Location annotation dataset excerpts:

- - -

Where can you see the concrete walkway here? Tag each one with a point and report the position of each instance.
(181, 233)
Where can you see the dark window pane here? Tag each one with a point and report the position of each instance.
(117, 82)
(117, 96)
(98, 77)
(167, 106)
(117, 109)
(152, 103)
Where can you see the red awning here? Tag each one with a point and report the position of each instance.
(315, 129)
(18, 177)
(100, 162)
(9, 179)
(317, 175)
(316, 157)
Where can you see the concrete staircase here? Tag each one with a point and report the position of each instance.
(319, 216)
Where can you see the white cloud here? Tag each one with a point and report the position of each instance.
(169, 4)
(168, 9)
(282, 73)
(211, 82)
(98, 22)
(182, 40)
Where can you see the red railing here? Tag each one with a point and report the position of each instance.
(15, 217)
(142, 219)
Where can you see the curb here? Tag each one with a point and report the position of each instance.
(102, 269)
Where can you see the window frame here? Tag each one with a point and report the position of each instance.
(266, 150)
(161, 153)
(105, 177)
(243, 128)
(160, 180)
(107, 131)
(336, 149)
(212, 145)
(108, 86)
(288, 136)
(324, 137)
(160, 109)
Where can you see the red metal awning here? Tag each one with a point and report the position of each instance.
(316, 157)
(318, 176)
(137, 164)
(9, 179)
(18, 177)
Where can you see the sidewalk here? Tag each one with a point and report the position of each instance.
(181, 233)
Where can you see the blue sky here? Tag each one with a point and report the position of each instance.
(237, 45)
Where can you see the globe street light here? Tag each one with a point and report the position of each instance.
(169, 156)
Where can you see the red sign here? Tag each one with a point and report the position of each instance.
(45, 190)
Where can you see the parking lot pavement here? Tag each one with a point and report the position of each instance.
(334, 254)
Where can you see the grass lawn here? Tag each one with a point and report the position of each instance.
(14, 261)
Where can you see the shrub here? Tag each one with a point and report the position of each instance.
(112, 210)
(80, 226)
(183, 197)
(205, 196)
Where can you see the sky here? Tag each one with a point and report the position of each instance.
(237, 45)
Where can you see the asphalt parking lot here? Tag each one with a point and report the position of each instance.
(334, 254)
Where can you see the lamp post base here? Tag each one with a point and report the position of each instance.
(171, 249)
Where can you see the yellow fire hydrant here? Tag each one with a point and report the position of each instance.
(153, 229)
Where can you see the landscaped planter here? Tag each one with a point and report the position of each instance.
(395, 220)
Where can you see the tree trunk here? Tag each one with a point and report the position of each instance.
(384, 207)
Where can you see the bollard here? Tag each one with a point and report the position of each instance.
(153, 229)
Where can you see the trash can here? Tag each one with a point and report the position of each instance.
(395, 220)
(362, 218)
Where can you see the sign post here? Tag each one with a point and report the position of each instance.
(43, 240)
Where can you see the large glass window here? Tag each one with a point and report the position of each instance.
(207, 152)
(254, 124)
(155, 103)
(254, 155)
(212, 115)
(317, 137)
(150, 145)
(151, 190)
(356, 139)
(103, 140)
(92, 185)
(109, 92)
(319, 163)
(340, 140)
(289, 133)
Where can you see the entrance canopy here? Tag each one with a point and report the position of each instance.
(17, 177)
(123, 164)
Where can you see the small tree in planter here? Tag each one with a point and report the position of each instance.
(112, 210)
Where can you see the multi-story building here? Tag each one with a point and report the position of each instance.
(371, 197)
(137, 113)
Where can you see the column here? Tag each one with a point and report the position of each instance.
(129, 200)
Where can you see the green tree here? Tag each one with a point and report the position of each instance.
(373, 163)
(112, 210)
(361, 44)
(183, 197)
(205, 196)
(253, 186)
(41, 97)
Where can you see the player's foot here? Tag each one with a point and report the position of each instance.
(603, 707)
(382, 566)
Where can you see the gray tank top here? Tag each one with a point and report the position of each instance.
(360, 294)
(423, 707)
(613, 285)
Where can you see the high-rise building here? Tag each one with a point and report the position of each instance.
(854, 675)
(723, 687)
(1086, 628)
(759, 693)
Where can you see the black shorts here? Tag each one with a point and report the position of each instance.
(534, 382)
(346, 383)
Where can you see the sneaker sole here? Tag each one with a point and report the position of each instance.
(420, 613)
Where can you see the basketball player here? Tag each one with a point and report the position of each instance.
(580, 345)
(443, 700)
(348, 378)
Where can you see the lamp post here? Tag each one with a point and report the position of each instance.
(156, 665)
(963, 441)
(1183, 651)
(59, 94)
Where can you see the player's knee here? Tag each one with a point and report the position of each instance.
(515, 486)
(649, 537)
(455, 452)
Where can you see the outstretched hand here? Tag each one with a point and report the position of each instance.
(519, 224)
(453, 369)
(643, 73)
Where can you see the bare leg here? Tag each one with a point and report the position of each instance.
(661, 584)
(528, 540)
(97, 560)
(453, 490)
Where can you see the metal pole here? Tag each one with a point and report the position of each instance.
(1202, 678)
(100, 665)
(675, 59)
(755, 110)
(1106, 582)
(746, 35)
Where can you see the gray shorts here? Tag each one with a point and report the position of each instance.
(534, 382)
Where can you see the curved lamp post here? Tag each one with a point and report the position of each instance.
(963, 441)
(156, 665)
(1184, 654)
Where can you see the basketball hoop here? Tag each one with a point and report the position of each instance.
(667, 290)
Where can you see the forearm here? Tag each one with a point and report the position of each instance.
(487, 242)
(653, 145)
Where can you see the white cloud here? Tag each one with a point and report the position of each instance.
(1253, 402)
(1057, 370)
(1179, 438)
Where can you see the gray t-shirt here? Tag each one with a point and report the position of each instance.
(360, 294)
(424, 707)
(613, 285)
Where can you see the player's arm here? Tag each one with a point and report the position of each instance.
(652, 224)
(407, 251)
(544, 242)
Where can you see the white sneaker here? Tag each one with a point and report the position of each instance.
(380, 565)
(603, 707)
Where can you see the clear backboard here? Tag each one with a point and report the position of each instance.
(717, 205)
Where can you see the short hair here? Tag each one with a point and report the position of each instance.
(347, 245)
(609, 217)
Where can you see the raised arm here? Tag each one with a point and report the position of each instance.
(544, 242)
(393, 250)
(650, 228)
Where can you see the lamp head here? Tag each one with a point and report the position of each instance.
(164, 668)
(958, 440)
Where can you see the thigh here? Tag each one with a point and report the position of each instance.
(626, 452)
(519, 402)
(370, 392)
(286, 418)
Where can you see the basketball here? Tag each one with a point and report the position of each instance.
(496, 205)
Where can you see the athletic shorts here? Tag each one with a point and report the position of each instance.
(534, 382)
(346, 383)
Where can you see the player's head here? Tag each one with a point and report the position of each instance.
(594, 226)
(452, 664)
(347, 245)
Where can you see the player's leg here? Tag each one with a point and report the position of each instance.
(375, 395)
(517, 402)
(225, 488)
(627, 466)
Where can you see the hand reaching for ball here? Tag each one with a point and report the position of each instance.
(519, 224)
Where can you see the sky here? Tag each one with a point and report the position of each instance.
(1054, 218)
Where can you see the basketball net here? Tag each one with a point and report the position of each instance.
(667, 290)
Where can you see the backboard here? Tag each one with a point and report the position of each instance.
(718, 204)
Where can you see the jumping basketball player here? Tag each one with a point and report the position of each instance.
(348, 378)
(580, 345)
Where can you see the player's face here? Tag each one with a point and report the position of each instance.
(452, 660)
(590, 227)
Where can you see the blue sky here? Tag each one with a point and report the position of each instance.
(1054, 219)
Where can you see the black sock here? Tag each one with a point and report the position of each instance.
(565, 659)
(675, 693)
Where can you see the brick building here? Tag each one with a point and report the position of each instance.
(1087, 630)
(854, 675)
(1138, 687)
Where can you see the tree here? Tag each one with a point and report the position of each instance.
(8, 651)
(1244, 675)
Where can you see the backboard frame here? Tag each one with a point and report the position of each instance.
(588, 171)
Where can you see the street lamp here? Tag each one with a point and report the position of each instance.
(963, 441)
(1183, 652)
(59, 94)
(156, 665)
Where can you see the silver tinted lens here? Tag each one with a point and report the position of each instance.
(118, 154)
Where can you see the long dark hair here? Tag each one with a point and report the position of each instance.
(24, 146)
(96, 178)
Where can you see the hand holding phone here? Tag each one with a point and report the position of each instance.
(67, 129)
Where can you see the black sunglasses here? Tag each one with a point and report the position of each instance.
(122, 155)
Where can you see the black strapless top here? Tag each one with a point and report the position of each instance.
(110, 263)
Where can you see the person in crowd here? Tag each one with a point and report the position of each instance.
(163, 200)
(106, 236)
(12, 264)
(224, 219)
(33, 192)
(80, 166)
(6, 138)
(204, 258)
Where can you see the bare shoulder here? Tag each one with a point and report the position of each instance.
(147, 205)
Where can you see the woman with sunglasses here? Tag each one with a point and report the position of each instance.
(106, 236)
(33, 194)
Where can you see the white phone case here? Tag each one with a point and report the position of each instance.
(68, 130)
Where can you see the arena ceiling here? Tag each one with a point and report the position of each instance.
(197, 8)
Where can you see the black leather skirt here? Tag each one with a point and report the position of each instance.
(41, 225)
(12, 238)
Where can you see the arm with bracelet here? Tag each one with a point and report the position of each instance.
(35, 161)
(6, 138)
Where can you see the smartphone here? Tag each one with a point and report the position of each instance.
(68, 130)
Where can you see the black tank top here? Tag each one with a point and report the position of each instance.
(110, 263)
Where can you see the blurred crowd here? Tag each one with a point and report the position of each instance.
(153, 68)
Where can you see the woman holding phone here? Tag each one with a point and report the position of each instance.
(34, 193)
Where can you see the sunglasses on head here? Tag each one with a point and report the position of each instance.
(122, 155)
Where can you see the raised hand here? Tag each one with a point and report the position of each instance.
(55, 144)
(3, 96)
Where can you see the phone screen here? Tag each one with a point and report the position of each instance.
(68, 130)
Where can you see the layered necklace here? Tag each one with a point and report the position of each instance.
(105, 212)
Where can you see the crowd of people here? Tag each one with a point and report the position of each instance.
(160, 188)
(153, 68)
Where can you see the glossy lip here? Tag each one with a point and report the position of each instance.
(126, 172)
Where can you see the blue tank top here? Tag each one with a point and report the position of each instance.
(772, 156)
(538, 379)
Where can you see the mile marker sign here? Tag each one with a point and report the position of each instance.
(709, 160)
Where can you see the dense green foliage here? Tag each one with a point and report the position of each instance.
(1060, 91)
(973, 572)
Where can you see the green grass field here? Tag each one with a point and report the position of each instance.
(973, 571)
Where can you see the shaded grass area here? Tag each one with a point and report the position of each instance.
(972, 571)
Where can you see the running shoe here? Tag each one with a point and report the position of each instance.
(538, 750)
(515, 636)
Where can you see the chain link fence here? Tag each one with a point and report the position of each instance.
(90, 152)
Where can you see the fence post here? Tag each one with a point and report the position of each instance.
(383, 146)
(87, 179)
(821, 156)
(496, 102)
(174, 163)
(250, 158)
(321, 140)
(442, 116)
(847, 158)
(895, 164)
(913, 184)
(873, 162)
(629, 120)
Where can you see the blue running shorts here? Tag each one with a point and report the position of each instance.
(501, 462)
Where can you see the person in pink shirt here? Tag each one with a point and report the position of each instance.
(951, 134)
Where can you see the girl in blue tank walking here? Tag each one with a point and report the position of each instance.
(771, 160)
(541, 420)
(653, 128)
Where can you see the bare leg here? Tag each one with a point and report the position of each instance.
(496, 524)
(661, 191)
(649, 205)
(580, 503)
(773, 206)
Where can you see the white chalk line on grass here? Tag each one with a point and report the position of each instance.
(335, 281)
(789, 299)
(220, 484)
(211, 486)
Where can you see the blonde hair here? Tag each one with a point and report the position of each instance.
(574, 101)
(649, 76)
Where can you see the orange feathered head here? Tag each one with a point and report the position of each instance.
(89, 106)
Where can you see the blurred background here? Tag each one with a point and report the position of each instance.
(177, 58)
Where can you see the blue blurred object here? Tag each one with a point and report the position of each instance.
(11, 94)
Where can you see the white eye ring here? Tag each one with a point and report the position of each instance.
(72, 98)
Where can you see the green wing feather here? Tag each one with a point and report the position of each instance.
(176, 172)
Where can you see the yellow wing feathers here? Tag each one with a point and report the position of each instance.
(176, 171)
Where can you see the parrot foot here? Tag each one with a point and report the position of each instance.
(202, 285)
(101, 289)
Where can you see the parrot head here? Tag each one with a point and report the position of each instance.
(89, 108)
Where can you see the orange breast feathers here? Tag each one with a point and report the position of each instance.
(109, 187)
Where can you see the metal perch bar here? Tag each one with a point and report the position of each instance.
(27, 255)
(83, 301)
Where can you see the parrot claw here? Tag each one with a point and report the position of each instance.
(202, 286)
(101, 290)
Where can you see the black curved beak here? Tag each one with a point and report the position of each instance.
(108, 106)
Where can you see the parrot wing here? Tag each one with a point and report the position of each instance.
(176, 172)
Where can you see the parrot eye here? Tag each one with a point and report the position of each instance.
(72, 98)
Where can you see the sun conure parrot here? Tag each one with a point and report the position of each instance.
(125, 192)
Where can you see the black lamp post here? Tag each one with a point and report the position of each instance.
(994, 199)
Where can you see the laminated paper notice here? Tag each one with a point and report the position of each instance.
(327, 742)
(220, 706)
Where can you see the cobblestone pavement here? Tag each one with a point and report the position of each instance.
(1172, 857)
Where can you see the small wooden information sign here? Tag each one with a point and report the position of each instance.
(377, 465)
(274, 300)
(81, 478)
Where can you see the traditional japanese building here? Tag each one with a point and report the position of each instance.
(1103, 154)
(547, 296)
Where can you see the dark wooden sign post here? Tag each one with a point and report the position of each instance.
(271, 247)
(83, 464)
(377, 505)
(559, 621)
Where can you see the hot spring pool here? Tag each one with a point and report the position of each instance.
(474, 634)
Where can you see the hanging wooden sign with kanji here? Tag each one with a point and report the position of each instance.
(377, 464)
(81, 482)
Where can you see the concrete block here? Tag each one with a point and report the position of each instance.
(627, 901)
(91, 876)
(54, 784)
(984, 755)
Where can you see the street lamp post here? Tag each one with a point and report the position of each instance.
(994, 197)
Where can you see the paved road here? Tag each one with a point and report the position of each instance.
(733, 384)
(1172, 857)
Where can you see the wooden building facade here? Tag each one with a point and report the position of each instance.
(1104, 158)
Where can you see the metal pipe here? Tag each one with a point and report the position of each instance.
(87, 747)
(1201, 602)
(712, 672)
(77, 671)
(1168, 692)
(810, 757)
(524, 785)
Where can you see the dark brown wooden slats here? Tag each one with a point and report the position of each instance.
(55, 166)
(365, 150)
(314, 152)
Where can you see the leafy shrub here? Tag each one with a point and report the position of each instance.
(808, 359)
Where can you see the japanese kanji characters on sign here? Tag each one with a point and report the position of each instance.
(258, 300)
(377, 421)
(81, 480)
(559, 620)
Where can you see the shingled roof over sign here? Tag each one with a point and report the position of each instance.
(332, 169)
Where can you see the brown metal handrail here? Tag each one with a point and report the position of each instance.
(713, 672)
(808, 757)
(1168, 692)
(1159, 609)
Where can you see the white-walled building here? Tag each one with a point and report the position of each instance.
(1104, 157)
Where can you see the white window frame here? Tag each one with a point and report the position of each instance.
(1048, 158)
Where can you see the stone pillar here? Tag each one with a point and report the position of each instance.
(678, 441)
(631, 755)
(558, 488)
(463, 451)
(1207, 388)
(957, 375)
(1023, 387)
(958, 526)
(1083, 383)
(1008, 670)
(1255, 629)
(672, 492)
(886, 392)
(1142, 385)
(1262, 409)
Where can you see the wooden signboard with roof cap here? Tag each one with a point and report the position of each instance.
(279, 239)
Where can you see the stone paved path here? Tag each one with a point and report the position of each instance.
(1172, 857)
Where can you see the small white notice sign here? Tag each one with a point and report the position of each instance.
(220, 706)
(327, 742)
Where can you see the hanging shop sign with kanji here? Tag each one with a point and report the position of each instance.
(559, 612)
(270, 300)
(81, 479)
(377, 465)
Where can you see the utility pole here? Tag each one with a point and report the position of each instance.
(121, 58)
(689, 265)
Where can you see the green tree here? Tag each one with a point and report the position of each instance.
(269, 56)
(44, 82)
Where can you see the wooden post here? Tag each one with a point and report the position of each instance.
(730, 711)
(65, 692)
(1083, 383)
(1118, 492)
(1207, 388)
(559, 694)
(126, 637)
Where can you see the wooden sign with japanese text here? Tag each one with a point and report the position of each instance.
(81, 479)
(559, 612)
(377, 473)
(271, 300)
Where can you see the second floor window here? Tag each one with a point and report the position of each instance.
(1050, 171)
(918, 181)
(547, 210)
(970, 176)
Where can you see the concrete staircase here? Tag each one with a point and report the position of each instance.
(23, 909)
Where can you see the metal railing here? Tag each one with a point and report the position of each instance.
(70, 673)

- - -

### Task instructions
Repeat word for word the lines running from the line containing "Where can you see the wooden signboard" to the end of the entries above, inclusive.

### Response to the task
Where can you see the wooden signboard with roof cap here? Tag each one with a point and report the position of each instance.
(279, 239)
Where can you see the stone paved path here? Tag each one with a point and report the position of each instance.
(1172, 857)
Where can you see the small white notice sign here? Tag each one with a point and report the position of each instance.
(220, 706)
(327, 742)
Where can you see the hanging shop sign with kanji here? Tag each one with a point and report the position of each instance.
(559, 612)
(270, 300)
(81, 479)
(377, 465)
Where can you see the utility pole here? Tag each one with a point and report the position of each instance.
(121, 58)
(689, 265)
Where can you see the green tree here? Tag each one with a point and report the position of each instance.
(269, 56)
(44, 82)
Where can you see the wooden post here? Tag each one with a point and report the position of each instance.
(730, 711)
(65, 692)
(1083, 383)
(1118, 492)
(1207, 388)
(559, 694)
(126, 637)
Where can you see the wooden sign with japanese text here? Tag each one with a point and report the position of each instance.
(81, 479)
(559, 612)
(377, 473)
(271, 300)
Where can you see the second floor window here? Tag each one with a point and report the position of each instance.
(1050, 171)
(918, 181)
(547, 210)
(970, 176)
Where can you see the concrete staircase here? Tag each one with a point and report the position of each instance.
(23, 909)
Where can you see the metal railing here? Tag each one with a point and report the position of each instance.
(70, 673)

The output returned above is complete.